*** Исходный текст ***

Мама Леньки, тетя Дозя от природы была очень веселой и ее настроение мало зависело от обстоятельств. Она любила с нами шутить и обучала нас, четырех-пятилетних малышей, таким поучительным песням:

Мишка, мишка, медведь, Научи меня пердеть, Если не научишь, — В морду получишь

Наш желудок тогда не всегда был полным, поэтому мишка нас обучал слабо, но видимо, пробовал, чтобы в морду не получить.

Тетя Доза никуда не ездила, ничего не продавала, но каким-то образом умудрялась, вместе с мужем Иваном, кормить сына, Леньку. Впроголодь, но все-таки… Когда Ленька просил еду, которой дома не было, она говорила: «Подожди, а то икать начнешь».

Ленька еще не знал, что можно наесться до икоты. Часто тетя Дозя, видимо с голодухи, устраивала в своей комнате визгливые скандалы. Дядя Ваня после оккупации сбежал от нее куда-то на Молдаванку…

Как-то в своем стремлении к освоению пространства мы с Ленькой добрались до чердака нашего дома и в глубоком закоулке возле входа нашли огромный ящик, который сдвинуть своими силами не смогли, но поломать сумели. Стали вынимать содержимое — хорошо упакованные скальпели, пинцеты, шприцы, иглы к ним и многое другое, свидетельствующее о том, что хозяин ящика — врач. Затем достали отдельный ящик, в котором была упакована большая хрустальная люстра.

Фрагменты этой люстры мы стали сбрасывать с крыши на гранитную мостовую. Эффект был поразительный — хрусталики разбивались в пыль и появлялась радуга, шарообразная и очень яркая. Наблюдать такую красоту одним нам показалось непозволительной роскошью. Мы позвали Витьку (Беню) и Толика (Тита) и стали бросать хрусталики вчетвером. То, что зрелище оказалось красивым, слов нет, но цена такого представления была безусловно, неоправданно высокой. Впрочем, в те дни и человеческая жизнь не стоила ничего.

*** Извлеченные пункты ***

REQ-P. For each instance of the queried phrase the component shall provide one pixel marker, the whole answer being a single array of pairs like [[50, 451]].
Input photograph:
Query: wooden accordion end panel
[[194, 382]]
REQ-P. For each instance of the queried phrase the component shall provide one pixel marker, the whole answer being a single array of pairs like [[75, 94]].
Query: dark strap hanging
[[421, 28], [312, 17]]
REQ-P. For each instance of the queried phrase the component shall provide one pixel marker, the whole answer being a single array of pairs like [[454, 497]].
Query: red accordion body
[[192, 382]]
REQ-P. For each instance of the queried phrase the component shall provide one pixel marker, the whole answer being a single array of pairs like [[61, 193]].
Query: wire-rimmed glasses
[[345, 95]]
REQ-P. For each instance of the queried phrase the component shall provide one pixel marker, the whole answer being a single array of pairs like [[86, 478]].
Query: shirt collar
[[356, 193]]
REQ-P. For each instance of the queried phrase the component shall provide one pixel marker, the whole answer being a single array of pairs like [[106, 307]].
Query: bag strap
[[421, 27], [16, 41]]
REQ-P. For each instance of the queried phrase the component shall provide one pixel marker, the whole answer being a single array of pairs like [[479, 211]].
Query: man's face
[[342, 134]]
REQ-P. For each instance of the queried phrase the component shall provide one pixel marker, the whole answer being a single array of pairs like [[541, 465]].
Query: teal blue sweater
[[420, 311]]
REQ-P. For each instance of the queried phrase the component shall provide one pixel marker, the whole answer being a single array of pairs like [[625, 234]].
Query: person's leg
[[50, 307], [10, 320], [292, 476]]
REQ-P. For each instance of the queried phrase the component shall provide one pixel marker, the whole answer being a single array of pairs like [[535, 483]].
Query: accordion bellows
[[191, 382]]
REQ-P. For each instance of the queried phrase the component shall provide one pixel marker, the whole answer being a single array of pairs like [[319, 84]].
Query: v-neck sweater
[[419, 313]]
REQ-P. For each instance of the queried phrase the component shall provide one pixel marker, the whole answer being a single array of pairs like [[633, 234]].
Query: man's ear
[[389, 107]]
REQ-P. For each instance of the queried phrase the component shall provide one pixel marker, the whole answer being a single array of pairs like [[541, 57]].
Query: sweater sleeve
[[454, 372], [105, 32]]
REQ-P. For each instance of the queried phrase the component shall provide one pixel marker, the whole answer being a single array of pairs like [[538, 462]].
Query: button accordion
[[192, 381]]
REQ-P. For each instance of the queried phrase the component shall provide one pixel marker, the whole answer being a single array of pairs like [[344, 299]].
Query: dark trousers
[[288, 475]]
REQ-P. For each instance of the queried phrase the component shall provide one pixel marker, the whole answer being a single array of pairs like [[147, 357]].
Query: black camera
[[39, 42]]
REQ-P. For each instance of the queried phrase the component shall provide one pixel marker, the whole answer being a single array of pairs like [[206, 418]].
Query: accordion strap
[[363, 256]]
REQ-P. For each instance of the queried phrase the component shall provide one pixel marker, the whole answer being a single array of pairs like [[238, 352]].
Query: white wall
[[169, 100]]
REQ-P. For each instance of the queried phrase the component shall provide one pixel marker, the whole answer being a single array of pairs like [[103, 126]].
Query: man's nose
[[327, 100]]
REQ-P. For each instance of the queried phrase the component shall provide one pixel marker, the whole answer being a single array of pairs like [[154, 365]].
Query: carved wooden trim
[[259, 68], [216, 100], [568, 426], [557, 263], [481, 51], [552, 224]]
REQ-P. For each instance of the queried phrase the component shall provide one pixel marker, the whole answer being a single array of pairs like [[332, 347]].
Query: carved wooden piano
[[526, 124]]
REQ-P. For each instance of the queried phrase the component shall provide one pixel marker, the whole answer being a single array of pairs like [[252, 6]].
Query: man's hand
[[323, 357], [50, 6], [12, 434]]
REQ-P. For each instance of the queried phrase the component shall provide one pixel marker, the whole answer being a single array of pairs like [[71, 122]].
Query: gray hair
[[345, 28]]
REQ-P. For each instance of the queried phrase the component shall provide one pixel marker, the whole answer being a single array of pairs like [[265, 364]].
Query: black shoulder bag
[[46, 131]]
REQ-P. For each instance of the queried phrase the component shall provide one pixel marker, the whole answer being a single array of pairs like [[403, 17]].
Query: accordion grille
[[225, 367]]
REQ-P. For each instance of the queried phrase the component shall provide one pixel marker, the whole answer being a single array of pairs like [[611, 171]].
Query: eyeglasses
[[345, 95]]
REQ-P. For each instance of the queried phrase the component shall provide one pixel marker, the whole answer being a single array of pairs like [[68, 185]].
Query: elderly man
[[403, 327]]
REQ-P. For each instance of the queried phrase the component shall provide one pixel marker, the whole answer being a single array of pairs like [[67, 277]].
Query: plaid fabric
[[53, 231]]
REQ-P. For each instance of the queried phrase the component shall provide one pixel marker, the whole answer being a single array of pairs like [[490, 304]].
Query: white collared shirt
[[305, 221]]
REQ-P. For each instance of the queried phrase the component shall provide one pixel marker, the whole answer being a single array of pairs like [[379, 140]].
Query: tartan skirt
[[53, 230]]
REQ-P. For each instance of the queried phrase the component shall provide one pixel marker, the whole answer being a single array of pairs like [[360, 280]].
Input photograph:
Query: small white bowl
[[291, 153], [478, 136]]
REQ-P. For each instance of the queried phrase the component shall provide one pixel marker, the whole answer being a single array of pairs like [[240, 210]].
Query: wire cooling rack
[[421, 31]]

***

- _Рабочее задание 1_
Определите, соответствуют ли рассказу о детстве с Ленькой утверждения (a), (b) и (c). На каждое ответьте «да» или «нет» и приведите точную цитату из рассказа, на которой основан ответ.
(a) Тетя Дозя ездила торговать, чтобы прокормить семью.
(b) В ящике на чердаке лежали медицинские инструменты.
(c) После оккупации дядя Ваня ушел от тети Дози.
- _Рабочее задание 2_
Продолжите рассказ о детстве с Ленькой, начав сразу после его последнего предложения.

- _Поле для ответа 1_
(a) Нет: «Тетя Доза никуда не ездила, ничего не продавала».
(b) Да: «хорошо упакованные скальпели, пинцеты, шприцы, иглы к ним».
(c) Да: «Дядя Ваня после оккупации сбежал от нее куда-то на Молдаванку».

- _Поле для ответа 2_
Многие сараи были взломаны до нашего в них проникновения. Там мы находили упаковки значков «Ворошиловский стрелок», зажимов для пионерских галстуков, никелированные пожарные каски с гребешками сверху и еще много такого, что в то время было никому не нужным хламом.

Бани в городе не работали. Румынские солдаты строем ходили купаться в баню Исаковича, работавшую круглосуточно, а местное население туда не пускали. Все одесситы мылись дома в мисках и корытах. Воду нагревали на примусах или печках, которые устанавливали ближе к окнам, туда же выводя дымовую трубу. Такая «буржуйка», как ее называли, была и в нашей комнате.

Летом купались в море, в нем же стирали одежду. Позже появилось жидкое мыло в банках, но оно было очень дорогим для нашей семьи и расходовать его следовало очень бережно. Позже взрослые говорили между собой, что это мыло было получено из концлагерей, в которых его вырабатывали из человеческого жира, что вполне могло быть правдой.

Когда пришли румыны, одесситам, оставшимся в городе, нужно было доказывать, что в их жилах не течет еврейская кровь, даже если они четко выговаривали весь алфавит. Часто мешал нос, мешали глаза, и то, что обрезал раввин.

1942 год

В дальнейшем люди стали, кто как мог, приспосабливаться, но в первый год оккупации очень много взрослых и детей не выжили, и не только потому, что их вешали и расстреливали, но и от голода.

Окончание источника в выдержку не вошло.